Find the line that contains "Where can the soldier". Output it and every line after it to the end of the records, exactly as they appear.

-- Begin PROVIDED RECORDS --

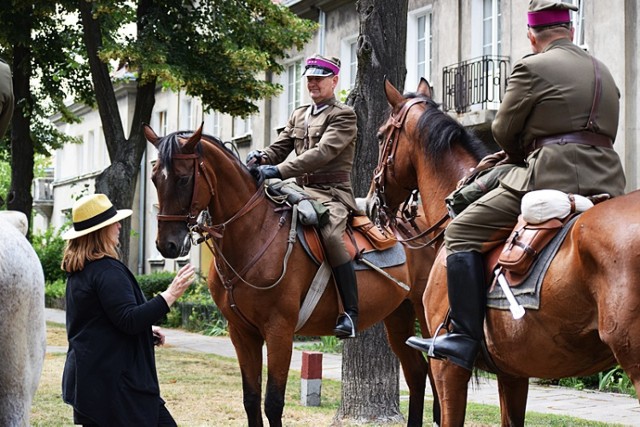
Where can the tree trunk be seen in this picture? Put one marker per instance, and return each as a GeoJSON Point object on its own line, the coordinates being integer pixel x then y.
{"type": "Point", "coordinates": [22, 147]}
{"type": "Point", "coordinates": [119, 180]}
{"type": "Point", "coordinates": [370, 391]}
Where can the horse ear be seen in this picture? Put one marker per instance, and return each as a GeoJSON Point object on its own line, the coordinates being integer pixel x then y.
{"type": "Point", "coordinates": [150, 134]}
{"type": "Point", "coordinates": [424, 88]}
{"type": "Point", "coordinates": [393, 95]}
{"type": "Point", "coordinates": [194, 139]}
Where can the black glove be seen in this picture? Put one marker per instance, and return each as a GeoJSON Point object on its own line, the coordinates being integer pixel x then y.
{"type": "Point", "coordinates": [255, 156]}
{"type": "Point", "coordinates": [261, 173]}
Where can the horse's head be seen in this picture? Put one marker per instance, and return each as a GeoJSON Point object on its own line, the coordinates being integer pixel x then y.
{"type": "Point", "coordinates": [421, 147]}
{"type": "Point", "coordinates": [395, 176]}
{"type": "Point", "coordinates": [183, 191]}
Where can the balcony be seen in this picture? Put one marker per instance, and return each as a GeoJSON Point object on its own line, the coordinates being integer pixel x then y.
{"type": "Point", "coordinates": [475, 85]}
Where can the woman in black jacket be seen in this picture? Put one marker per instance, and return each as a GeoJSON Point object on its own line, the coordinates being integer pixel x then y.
{"type": "Point", "coordinates": [110, 374]}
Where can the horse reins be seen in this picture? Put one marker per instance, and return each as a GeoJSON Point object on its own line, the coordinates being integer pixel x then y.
{"type": "Point", "coordinates": [386, 165]}
{"type": "Point", "coordinates": [199, 169]}
{"type": "Point", "coordinates": [197, 222]}
{"type": "Point", "coordinates": [389, 147]}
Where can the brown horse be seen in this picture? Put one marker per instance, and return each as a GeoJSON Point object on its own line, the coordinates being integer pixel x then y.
{"type": "Point", "coordinates": [588, 318]}
{"type": "Point", "coordinates": [261, 275]}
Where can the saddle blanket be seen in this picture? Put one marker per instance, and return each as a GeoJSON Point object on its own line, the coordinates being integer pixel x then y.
{"type": "Point", "coordinates": [528, 293]}
{"type": "Point", "coordinates": [383, 259]}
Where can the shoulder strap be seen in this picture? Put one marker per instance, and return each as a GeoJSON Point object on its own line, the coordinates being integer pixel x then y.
{"type": "Point", "coordinates": [591, 122]}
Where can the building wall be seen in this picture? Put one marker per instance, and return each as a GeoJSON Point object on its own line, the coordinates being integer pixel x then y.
{"type": "Point", "coordinates": [611, 34]}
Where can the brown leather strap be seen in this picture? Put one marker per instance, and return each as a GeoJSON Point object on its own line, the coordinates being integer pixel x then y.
{"type": "Point", "coordinates": [323, 178]}
{"type": "Point", "coordinates": [581, 137]}
{"type": "Point", "coordinates": [591, 122]}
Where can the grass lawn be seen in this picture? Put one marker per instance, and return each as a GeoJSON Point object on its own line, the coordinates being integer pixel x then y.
{"type": "Point", "coordinates": [206, 390]}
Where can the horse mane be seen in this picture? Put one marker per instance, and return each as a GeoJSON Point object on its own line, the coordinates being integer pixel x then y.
{"type": "Point", "coordinates": [439, 132]}
{"type": "Point", "coordinates": [169, 145]}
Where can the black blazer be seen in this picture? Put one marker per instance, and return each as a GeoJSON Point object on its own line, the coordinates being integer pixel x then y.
{"type": "Point", "coordinates": [110, 372]}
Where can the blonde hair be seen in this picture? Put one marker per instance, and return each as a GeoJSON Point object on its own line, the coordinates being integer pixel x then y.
{"type": "Point", "coordinates": [87, 248]}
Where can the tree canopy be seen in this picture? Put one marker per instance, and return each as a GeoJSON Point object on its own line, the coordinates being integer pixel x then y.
{"type": "Point", "coordinates": [221, 51]}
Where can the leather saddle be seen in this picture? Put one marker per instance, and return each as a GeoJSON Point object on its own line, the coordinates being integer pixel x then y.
{"type": "Point", "coordinates": [361, 236]}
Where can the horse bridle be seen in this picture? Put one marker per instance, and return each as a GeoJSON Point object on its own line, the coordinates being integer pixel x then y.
{"type": "Point", "coordinates": [386, 165]}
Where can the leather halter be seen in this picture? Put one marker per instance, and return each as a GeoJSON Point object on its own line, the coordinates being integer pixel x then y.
{"type": "Point", "coordinates": [385, 166]}
{"type": "Point", "coordinates": [387, 157]}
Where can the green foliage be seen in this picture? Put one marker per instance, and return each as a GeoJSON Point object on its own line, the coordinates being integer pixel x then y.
{"type": "Point", "coordinates": [49, 247]}
{"type": "Point", "coordinates": [616, 380]}
{"type": "Point", "coordinates": [194, 311]}
{"type": "Point", "coordinates": [55, 289]}
{"type": "Point", "coordinates": [327, 344]}
{"type": "Point", "coordinates": [217, 51]}
{"type": "Point", "coordinates": [35, 28]}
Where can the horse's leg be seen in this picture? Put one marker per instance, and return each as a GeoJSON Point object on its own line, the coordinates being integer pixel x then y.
{"type": "Point", "coordinates": [513, 399]}
{"type": "Point", "coordinates": [400, 325]}
{"type": "Point", "coordinates": [451, 382]}
{"type": "Point", "coordinates": [619, 323]}
{"type": "Point", "coordinates": [248, 347]}
{"type": "Point", "coordinates": [279, 349]}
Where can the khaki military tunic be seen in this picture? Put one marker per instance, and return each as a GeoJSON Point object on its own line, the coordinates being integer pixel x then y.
{"type": "Point", "coordinates": [323, 139]}
{"type": "Point", "coordinates": [549, 93]}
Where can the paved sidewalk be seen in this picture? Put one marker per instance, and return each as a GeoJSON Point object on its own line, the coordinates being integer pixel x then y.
{"type": "Point", "coordinates": [588, 405]}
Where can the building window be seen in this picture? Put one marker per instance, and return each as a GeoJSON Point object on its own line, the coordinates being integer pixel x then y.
{"type": "Point", "coordinates": [162, 126]}
{"type": "Point", "coordinates": [491, 28]}
{"type": "Point", "coordinates": [241, 127]}
{"type": "Point", "coordinates": [577, 17]}
{"type": "Point", "coordinates": [424, 53]}
{"type": "Point", "coordinates": [214, 124]}
{"type": "Point", "coordinates": [294, 86]}
{"type": "Point", "coordinates": [419, 47]}
{"type": "Point", "coordinates": [186, 114]}
{"type": "Point", "coordinates": [353, 63]}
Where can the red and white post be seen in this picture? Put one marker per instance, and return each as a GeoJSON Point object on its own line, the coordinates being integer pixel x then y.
{"type": "Point", "coordinates": [311, 378]}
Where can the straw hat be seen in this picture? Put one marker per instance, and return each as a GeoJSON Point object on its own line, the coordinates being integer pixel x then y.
{"type": "Point", "coordinates": [320, 66]}
{"type": "Point", "coordinates": [91, 213]}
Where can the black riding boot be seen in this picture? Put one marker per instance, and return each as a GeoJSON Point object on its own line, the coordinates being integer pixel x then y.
{"type": "Point", "coordinates": [467, 293]}
{"type": "Point", "coordinates": [345, 277]}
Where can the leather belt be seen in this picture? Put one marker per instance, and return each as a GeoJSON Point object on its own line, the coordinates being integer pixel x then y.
{"type": "Point", "coordinates": [323, 178]}
{"type": "Point", "coordinates": [581, 137]}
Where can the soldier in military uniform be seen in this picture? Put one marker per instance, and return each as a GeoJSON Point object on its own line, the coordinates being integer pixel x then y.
{"type": "Point", "coordinates": [323, 136]}
{"type": "Point", "coordinates": [557, 121]}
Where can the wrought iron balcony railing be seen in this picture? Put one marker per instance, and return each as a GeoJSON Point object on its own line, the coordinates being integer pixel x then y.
{"type": "Point", "coordinates": [43, 191]}
{"type": "Point", "coordinates": [481, 81]}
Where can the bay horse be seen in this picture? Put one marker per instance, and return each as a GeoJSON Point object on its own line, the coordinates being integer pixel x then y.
{"type": "Point", "coordinates": [259, 279]}
{"type": "Point", "coordinates": [589, 305]}
{"type": "Point", "coordinates": [22, 323]}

-- End PROVIDED RECORDS --

REPLY>
Where can the soldier in military uniform be seen in this picture? Put one marker per instance, and return each as a GeoJSON Point object on its own line, the coordinates being integer pixel x then y.
{"type": "Point", "coordinates": [323, 136]}
{"type": "Point", "coordinates": [557, 121]}
Where can the wrought iron balcony railing be seen in this picture? Put one marker per instance, and return each as a GeoJSON Point object on its own line, the coordinates being integer pixel x then y.
{"type": "Point", "coordinates": [43, 191]}
{"type": "Point", "coordinates": [481, 81]}
Where can the bay horse be seen in this picture? Put one marker per instance, and return each as a GeoJSON Point object on its own line, the coordinates being integer pixel x then y.
{"type": "Point", "coordinates": [259, 279]}
{"type": "Point", "coordinates": [589, 305]}
{"type": "Point", "coordinates": [22, 323]}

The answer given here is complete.